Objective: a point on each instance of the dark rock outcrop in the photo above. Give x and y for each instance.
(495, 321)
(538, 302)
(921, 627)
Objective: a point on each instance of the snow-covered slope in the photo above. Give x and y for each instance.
==============================
_Work to do_: Rewrite all of the entries, putting "occurrence" in place of each "instance" and leaving everything else unchanged.

_Written solution_:
Objective: a point on each occurrence of the dark rock outcrop in the photo above. Give x and y for each occurrence.
(495, 321)
(538, 302)
(921, 627)
Objective: a point on each occurrence of the snow-covered slope in the photo above. Give x and y for each occurrence.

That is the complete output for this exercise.